EXERCISE DIRECTIONS:
Reproduce the records below exactly as they appear.

(Point annotation records)
■ ■ ■
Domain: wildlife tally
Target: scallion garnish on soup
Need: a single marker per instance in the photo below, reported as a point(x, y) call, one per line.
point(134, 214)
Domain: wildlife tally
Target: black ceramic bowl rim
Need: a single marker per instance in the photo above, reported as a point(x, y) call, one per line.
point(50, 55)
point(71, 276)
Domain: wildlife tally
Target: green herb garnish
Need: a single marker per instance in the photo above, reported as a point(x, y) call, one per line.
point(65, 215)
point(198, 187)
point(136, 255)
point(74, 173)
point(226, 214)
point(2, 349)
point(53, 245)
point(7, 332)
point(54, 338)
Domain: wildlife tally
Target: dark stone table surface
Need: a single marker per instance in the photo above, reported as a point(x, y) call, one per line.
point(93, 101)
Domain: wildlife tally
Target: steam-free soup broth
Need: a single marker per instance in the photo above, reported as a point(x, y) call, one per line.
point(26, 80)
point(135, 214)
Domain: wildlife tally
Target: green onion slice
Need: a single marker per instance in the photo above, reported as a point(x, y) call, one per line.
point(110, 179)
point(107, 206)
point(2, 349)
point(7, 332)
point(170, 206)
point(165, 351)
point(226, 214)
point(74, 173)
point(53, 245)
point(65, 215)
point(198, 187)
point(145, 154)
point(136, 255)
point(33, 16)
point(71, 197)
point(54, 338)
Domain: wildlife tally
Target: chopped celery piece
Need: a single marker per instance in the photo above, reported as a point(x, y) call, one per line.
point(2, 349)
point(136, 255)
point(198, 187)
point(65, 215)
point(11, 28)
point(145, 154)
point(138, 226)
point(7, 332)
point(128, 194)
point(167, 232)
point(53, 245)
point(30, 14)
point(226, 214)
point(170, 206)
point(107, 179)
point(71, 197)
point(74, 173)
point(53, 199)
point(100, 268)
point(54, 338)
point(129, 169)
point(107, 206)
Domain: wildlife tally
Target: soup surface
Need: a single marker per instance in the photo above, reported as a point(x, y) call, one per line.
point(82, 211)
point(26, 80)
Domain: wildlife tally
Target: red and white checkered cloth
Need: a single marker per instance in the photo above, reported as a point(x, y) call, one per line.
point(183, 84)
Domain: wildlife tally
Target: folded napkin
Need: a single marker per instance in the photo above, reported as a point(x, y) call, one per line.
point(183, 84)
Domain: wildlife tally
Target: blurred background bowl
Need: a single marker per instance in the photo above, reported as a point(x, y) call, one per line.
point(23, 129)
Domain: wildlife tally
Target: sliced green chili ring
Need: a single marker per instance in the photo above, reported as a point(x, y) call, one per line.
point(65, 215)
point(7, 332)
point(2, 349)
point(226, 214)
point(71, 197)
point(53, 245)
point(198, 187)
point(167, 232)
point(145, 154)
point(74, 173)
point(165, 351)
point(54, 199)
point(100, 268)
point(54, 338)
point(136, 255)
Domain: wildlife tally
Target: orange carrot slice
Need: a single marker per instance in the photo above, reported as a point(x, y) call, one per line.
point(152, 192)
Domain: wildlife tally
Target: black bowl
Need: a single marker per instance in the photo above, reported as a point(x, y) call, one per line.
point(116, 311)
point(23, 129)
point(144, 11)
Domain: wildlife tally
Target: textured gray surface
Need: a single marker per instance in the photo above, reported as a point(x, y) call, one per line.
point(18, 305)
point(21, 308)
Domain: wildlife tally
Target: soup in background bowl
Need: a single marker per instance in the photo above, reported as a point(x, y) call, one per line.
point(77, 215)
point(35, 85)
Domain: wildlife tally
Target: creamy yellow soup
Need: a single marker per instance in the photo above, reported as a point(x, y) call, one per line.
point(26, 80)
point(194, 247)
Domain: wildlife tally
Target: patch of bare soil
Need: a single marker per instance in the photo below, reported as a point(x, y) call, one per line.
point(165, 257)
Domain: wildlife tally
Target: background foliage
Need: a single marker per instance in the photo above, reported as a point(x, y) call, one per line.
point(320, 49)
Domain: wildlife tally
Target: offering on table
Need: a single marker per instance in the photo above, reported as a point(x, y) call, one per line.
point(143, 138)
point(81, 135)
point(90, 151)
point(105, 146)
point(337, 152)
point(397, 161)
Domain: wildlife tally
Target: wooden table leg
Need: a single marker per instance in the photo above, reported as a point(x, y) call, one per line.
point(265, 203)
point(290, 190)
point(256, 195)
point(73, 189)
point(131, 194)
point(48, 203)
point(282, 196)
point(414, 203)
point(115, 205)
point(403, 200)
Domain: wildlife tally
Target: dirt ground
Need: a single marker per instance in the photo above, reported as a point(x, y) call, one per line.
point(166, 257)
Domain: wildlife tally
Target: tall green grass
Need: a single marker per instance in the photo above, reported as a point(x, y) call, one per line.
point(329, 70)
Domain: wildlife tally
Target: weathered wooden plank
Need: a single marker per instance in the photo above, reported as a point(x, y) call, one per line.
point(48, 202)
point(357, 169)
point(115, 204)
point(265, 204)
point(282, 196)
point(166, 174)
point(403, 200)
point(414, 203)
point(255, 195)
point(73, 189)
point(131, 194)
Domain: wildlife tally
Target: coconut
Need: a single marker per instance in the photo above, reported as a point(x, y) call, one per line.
■ ■ ■
RESPONSE TO THE EXERCISE:
Domain: wildlife tally
Target: scallion garnish on soup
Need: a single marker per instance in the photo below, reported as a point(x, y) call, one per line.
point(134, 214)
Domain: wildlife tally
Target: black ceramic bowl rim
Need: a single marker per instance in the photo above, reported as a point(x, y) call, one per line.
point(50, 55)
point(71, 276)
Domain: wildlife tally
Target: green herb garnish
Need: a single marker per instance in the photo above, reported as a point(x, y) call, one per line.
point(65, 215)
point(198, 187)
point(136, 255)
point(74, 173)
point(226, 214)
point(2, 349)
point(53, 245)
point(7, 332)
point(54, 338)
Domain: wildlife tally
Target: dark stone table surface
Need: a single marker per instance in the photo above, reported as a point(x, y) call, one per line.
point(93, 101)
Domain: wildlife tally
Target: steam-free soup broth
Need: a single marker per instance in the photo above, reported as a point(x, y) call, one per line.
point(26, 80)
point(135, 214)
Domain: wildlife tally
Target: green onion slice
Need: a single marker per instance in the photo above, reported as a point(x, y) call, one per line.
point(110, 179)
point(107, 206)
point(2, 349)
point(7, 332)
point(170, 206)
point(165, 351)
point(226, 214)
point(74, 173)
point(53, 245)
point(65, 215)
point(198, 187)
point(145, 154)
point(136, 255)
point(33, 16)
point(71, 197)
point(54, 338)
Domain: wildlife tally
Target: chopped celery piece
Need: a single marker per instance in the photo above, reported as a point(x, y) call, one per line.
point(2, 349)
point(136, 255)
point(198, 187)
point(65, 215)
point(11, 28)
point(145, 154)
point(138, 226)
point(7, 332)
point(128, 194)
point(167, 232)
point(53, 245)
point(30, 14)
point(226, 214)
point(170, 206)
point(107, 179)
point(71, 197)
point(74, 173)
point(53, 199)
point(100, 268)
point(54, 338)
point(129, 169)
point(107, 206)
Domain: wildlife tally
Target: soup surface
Need: a single marker per instance in the photo above, reported as a point(x, y) call, one per line.
point(82, 211)
point(26, 80)
Domain: wildlife tally
Target: red and white checkered cloth
Need: a single marker per instance in the photo above, reported as a point(x, y) call, one per line.
point(183, 84)
Domain: wildlife tally
Target: folded napkin
Need: a single marker per instance in the photo above, reported as a point(x, y) call, one per line.
point(183, 84)
Domain: wildlife tally
Target: blurred background bowl
Need: a single marker per instance in the photo above, reported as a point(x, y) call, one per line.
point(23, 129)
Domain: wildlife tally
Target: sliced green chili ring
Need: a single marker per instance in the photo above, reported as a point(x, y) call, one per line.
point(65, 215)
point(7, 332)
point(2, 349)
point(226, 214)
point(71, 197)
point(53, 245)
point(198, 187)
point(167, 232)
point(145, 154)
point(74, 173)
point(165, 351)
point(54, 199)
point(100, 268)
point(54, 338)
point(136, 255)
Domain: wildlife tally
Target: orange carrot slice
Need: a single marker per instance in the photo above, reported as a point(x, y) call, one per line.
point(152, 192)
Domain: wildlife tally
Target: black bowl
Need: a single marker per instance in the photo above, reported as a point(x, y) call, one per line.
point(116, 311)
point(23, 129)
point(144, 11)
Domain: wildlife tally
Target: textured gray surface
Need: a single marker per instance in the photo above, reported as a point(x, y) call, one per line.
point(18, 305)
point(21, 308)
Domain: wildlife tally
Target: soup in background bowl
Need: a single marker per instance in the photo above, reported as a point(x, y) call, one per line.
point(77, 215)
point(35, 85)
Domain: wildlife tally
Target: creamy yellow soup
Need: a single marker per instance in the photo above, reported as a point(x, y) call, one per line.
point(26, 80)
point(194, 247)
Domain: wildlife tally
Target: patch of bare soil
Need: a single marker per instance in the photo below, reported as a point(x, y) call, one per line.
point(165, 257)
Domain: wildlife tally
Target: background foliage
Need: a single marker per instance in the photo above, reported as a point(x, y) call, one per line.
point(320, 49)
Domain: wildlife tally
Target: offering on table
Need: a single marker per instance in the photo above, reported as a point(x, y) call, one per line.
point(143, 138)
point(81, 135)
point(90, 151)
point(105, 146)
point(337, 152)
point(397, 161)
Domain: wildlife tally
Target: wooden table leg
Need: a single marker per instance in the photo above, reported as a point(x, y) call, one per line.
point(265, 203)
point(290, 190)
point(256, 195)
point(73, 189)
point(131, 194)
point(48, 203)
point(282, 196)
point(414, 203)
point(115, 205)
point(403, 200)
Domain: wildlife tally
Target: dirt ground
Need: a single marker per instance in the photo above, reported as a point(x, y) call, one per line.
point(166, 257)
Domain: wildlife tally
Target: tall green grass
Need: a single marker per instance in the photo above, reported as a point(x, y) call, one per line.
point(329, 70)
Domain: wildlife tally
Target: weathered wooden plank
Need: a single marker per instance in the photo above, reported as a point(x, y) call, one per line.
point(48, 202)
point(357, 169)
point(115, 204)
point(265, 204)
point(282, 196)
point(166, 174)
point(403, 200)
point(414, 203)
point(255, 195)
point(73, 189)
point(131, 194)
Domain: wildlife tally
Target: coconut
Need: a single marker per instance in the photo above, reported as a point(x, y) call, one per line.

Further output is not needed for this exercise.